* EXERCISE PROMPT: Reproduce every row below with "automation pipeline" changed to "labeling pipeline" and nothing else altered.

* Items from a labeling collection:
###

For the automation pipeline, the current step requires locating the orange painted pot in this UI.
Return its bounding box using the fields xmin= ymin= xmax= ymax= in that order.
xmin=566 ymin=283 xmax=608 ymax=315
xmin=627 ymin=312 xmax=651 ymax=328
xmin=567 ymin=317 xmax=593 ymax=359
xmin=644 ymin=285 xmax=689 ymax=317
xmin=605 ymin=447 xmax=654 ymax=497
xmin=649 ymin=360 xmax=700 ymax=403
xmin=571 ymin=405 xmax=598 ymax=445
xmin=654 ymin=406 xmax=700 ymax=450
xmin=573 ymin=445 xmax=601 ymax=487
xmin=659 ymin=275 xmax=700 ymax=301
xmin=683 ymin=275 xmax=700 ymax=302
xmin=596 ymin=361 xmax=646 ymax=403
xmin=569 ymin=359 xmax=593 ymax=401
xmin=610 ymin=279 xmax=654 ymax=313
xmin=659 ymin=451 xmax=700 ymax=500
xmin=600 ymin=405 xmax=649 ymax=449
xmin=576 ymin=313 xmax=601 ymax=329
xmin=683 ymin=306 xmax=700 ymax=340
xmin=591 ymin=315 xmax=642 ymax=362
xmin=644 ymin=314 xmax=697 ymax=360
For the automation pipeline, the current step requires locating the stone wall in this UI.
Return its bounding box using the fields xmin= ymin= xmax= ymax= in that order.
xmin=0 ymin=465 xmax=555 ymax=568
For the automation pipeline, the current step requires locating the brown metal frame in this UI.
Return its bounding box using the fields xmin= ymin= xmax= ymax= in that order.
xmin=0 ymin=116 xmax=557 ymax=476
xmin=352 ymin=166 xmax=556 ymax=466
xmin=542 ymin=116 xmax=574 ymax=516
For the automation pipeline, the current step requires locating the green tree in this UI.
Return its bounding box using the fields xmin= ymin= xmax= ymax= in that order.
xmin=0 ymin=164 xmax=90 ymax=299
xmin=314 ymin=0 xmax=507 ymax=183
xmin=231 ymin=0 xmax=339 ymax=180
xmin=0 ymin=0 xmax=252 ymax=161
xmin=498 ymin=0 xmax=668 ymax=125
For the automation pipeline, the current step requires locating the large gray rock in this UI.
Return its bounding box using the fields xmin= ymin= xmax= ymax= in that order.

###

* THE SOLUTION:
For the labeling pipeline, the current step requires locating the orange painted pot in this UI.
Return its bounding box using the fields xmin= ymin= xmax= ymax= in that order.
xmin=566 ymin=283 xmax=608 ymax=315
xmin=627 ymin=312 xmax=651 ymax=328
xmin=567 ymin=317 xmax=593 ymax=359
xmin=644 ymin=285 xmax=689 ymax=317
xmin=605 ymin=447 xmax=654 ymax=497
xmin=649 ymin=360 xmax=700 ymax=403
xmin=571 ymin=405 xmax=598 ymax=445
xmin=654 ymin=406 xmax=700 ymax=450
xmin=573 ymin=445 xmax=601 ymax=487
xmin=659 ymin=275 xmax=700 ymax=301
xmin=683 ymin=275 xmax=700 ymax=302
xmin=596 ymin=361 xmax=646 ymax=403
xmin=569 ymin=359 xmax=593 ymax=401
xmin=610 ymin=279 xmax=654 ymax=313
xmin=659 ymin=451 xmax=700 ymax=500
xmin=600 ymin=405 xmax=649 ymax=449
xmin=576 ymin=313 xmax=601 ymax=329
xmin=683 ymin=306 xmax=700 ymax=340
xmin=591 ymin=315 xmax=642 ymax=362
xmin=644 ymin=314 xmax=697 ymax=360
For the labeling pipeline, the current step requires locating the stone wall in this UI.
Return its bounding box using the fields xmin= ymin= xmax= ymax= in that order.
xmin=0 ymin=465 xmax=555 ymax=568
For the labeling pipeline, the current step requires locating the brown metal frame in this UI.
Return its bounding box using the fields xmin= ymin= xmax= ymax= in that order.
xmin=0 ymin=116 xmax=557 ymax=476
xmin=352 ymin=166 xmax=556 ymax=466
xmin=542 ymin=116 xmax=574 ymax=516
For the labeling pipeline, the current step requires locating the green tree in this UI.
Return its bounding box using the fields xmin= ymin= xmax= ymax= in that order.
xmin=0 ymin=164 xmax=90 ymax=299
xmin=314 ymin=0 xmax=507 ymax=183
xmin=231 ymin=0 xmax=339 ymax=180
xmin=0 ymin=0 xmax=252 ymax=161
xmin=498 ymin=0 xmax=668 ymax=125
For the labeling pipeline, the current step requires locating the large gray rock in this UI.
Return its bounding box using the fields xmin= ymin= xmax= ymax= in that order.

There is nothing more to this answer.